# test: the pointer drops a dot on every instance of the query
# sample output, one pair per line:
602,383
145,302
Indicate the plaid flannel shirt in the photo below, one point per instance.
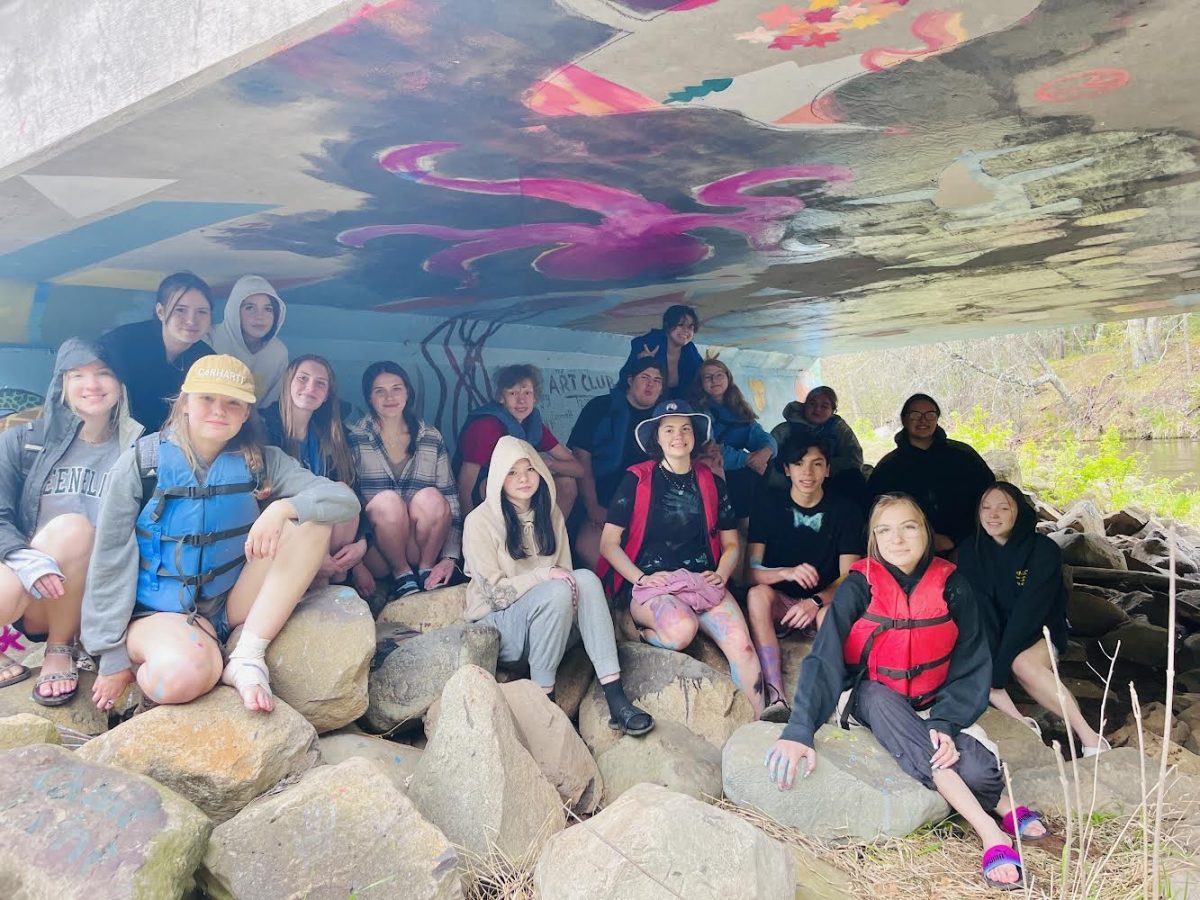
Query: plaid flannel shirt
427,466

Work required >>
Copy every one of the lines above word for word, and leave the pictures out of your answer.

Expected output >>
# test: the pointer drops a dot on every instance of the query
# sample output, one pair per line:
602,383
145,302
Indicate the plaid flannel shirt in the photo below, one point per instance.
Query: plaid flannel shirt
427,466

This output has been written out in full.